EXERCISE TEXT:
▬▬▬
Do you know someone with misophonia?
It’s a condition where certain sounds – like chewing, humming and footsteps – can be tortuous to a person and literally drive them into a rage, The New York Times reports.
The newly-coined condition has not been studied very much and is often misunderstood, experts say, but it does follow a pattern.
It usually begins in adolescence with trigger sounds getting worse over time. Sounds usually include eating and breathing.
“I don’t think 8- or 9-year-olds choose to wake up one morning and say, ‘Today my dad’s chewing is going to drive me insane,’ ” said Portland, Ore.-based audiologist Marsha Johnson, who runs an online forum for people with misophonia. “Soon the kid doesn’t even want to come to the table or go to school.”
Johnson’s online group has 1,700 members worldwide.
For Taylor Benson, 19, a college student in Omaha, Neb., the sounds of sniffling and gum chewing (among others) make her chest feel tight and her heart start pounding. Benson said if she hears the sounds, she searches for the person, often glaring at them.
“This condition has caused me to lose friends and has caused numerous fights,” Benson said.
There is no treatment for this condition, but Johnson said many sufferers are also diagnosed with phobias, obsessive compulsive disorder and bipolar disorder.
▬▬▬
DATA SUPPLIED:

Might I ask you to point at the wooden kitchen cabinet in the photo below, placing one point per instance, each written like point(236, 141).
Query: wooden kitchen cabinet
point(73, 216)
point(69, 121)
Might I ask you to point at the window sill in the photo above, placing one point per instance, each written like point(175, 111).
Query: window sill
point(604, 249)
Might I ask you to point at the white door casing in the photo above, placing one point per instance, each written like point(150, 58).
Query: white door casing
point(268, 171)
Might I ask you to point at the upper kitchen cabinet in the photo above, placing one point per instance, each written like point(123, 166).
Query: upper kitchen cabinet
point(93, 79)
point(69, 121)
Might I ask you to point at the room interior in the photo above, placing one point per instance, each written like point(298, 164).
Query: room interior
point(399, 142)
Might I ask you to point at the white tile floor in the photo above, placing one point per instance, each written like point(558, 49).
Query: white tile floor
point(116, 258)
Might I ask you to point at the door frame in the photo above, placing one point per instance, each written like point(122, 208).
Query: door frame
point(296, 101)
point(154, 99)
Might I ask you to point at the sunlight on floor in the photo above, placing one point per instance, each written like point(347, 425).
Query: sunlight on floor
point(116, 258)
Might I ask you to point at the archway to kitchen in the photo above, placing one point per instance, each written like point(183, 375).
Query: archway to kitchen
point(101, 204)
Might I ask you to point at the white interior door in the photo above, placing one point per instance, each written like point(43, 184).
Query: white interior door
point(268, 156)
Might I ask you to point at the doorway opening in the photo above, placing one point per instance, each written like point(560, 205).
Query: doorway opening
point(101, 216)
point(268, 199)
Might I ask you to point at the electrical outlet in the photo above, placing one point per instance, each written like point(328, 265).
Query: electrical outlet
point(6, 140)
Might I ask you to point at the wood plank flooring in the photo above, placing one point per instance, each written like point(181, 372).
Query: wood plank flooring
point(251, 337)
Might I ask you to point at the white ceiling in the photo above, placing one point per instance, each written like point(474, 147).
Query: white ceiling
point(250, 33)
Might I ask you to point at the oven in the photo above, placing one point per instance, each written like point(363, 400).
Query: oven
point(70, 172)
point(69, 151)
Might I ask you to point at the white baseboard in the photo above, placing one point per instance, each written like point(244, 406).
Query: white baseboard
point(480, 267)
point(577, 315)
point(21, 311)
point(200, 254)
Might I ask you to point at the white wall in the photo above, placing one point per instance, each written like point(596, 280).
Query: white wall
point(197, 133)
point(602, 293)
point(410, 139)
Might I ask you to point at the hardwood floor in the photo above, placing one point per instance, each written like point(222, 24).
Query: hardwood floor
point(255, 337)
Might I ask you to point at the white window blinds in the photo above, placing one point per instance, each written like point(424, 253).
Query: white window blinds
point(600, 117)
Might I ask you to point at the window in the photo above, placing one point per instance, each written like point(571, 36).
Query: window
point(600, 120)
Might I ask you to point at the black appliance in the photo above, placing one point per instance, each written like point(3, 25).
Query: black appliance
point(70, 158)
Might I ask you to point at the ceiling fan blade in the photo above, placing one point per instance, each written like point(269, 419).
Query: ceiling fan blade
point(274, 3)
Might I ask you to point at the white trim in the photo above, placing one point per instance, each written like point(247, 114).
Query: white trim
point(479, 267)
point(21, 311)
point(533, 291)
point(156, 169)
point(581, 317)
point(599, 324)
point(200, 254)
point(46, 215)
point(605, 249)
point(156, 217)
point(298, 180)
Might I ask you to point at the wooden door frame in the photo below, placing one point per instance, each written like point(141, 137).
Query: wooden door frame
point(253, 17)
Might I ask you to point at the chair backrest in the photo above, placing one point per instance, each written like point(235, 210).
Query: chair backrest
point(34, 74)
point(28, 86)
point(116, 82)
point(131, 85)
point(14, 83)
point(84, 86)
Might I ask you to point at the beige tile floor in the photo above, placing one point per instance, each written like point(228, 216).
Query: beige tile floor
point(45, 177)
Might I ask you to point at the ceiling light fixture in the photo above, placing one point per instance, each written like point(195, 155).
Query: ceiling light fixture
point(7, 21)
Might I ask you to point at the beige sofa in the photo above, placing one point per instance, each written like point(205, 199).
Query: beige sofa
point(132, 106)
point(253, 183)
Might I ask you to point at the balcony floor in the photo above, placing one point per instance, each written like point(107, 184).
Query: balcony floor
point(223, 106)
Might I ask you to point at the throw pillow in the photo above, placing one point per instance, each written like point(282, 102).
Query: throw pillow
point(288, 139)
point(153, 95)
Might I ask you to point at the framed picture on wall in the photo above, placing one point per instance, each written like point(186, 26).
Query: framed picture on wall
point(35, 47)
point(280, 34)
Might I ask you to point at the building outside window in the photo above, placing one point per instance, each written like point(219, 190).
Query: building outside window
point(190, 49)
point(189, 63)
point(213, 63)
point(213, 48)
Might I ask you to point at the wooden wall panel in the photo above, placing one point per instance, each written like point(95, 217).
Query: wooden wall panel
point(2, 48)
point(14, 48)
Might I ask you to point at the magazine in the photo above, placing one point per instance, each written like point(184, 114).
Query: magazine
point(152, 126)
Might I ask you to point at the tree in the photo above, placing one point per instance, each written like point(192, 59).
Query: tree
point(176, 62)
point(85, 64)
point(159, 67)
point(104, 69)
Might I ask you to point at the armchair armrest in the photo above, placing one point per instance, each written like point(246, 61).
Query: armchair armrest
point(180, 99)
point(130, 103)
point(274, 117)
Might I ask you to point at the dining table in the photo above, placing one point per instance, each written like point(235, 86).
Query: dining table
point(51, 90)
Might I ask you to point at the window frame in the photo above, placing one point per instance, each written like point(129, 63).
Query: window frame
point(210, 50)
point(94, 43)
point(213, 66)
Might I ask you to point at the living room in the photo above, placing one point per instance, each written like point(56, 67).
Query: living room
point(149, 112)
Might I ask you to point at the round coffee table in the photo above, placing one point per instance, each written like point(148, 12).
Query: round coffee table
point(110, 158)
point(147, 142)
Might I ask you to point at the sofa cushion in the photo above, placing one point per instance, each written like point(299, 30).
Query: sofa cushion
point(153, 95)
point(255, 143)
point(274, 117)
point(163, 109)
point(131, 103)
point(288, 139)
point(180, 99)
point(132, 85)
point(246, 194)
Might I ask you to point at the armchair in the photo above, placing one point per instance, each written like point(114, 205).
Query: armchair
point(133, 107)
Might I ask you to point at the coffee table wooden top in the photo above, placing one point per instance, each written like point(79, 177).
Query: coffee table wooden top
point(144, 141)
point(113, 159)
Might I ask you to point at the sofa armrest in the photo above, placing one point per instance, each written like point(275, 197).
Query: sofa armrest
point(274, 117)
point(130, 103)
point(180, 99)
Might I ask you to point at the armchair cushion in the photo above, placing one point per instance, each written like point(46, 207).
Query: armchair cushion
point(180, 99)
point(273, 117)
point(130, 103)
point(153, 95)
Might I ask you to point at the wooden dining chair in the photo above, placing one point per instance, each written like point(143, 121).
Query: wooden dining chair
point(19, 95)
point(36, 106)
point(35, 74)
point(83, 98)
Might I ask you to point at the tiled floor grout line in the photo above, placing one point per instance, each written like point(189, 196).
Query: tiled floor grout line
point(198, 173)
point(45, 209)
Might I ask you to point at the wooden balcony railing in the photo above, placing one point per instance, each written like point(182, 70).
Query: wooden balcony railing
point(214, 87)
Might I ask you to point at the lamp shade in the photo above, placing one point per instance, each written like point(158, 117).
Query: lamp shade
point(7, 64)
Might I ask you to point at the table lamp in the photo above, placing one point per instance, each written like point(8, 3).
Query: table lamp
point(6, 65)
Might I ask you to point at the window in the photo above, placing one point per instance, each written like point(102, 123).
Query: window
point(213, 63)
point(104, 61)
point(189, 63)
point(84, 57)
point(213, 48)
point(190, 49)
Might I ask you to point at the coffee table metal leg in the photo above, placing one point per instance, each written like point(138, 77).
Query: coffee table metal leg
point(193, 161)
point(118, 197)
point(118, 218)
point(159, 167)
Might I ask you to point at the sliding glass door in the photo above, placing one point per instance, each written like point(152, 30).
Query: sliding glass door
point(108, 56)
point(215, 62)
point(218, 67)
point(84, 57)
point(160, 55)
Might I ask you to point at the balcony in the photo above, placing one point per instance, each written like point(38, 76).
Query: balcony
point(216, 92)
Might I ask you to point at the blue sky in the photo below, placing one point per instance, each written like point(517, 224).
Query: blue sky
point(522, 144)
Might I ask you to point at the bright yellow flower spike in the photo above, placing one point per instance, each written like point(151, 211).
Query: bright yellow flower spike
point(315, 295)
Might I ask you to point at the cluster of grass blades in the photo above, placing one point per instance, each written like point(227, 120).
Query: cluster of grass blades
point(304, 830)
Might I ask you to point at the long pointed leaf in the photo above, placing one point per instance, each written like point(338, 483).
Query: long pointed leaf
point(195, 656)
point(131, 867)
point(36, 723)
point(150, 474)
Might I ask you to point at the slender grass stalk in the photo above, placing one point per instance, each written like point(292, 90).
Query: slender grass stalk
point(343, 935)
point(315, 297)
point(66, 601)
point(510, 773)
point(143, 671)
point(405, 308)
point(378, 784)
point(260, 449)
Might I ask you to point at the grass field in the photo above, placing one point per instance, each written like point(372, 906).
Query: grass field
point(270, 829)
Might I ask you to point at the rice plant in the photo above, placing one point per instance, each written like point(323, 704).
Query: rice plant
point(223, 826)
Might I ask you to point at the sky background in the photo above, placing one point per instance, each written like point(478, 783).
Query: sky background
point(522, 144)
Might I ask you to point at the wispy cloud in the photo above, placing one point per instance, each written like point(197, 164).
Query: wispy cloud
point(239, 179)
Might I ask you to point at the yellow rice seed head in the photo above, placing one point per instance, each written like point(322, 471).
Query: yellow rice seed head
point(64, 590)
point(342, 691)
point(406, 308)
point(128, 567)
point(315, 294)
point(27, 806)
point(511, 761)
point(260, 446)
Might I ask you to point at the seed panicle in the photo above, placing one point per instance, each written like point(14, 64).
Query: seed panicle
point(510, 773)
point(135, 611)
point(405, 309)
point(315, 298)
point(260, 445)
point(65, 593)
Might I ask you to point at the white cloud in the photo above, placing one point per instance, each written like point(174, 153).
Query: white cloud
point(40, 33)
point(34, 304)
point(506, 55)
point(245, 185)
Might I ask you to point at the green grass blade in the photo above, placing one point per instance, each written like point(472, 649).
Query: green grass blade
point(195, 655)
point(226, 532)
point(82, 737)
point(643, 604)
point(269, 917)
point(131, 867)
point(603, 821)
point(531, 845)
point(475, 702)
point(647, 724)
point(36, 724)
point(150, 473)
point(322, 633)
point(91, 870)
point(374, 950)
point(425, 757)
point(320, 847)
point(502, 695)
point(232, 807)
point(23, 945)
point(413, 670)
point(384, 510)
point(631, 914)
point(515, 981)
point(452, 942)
▬▬▬
WHAT YOU WILL DO:
1. Answer these questions from the misophonia text:
(a) At what stage of life does the condition usually begin?
(b) How many members does Johnson's online group have worldwide?
(c) In what city is Taylor Benson a college student?
2. Write out the misophonia text word for word, starting at "It usually begins" and continuing down to "1,700 members worldwide.".

ANSWERS FOR THE TASKS:
1.
(a) Adolescence
(b) 1,700
(c) Omaha, Neb.

2.
It usually begins in adolescence with trigger sounds getting worse over time. Sounds usually include eating and breathing.
“I don’t think 8- or 9-year-olds choose to wake up one morning and say, ‘Today my dad’s chewing is going to drive me insane,’ ” said Portland, Ore.-based audiologist Marsha Johnson, who runs an online forum for people with misophonia. “Soon the kid doesn’t even want to come to the table or go to school.”
Johnson’s online group has 1,700 members worldwide.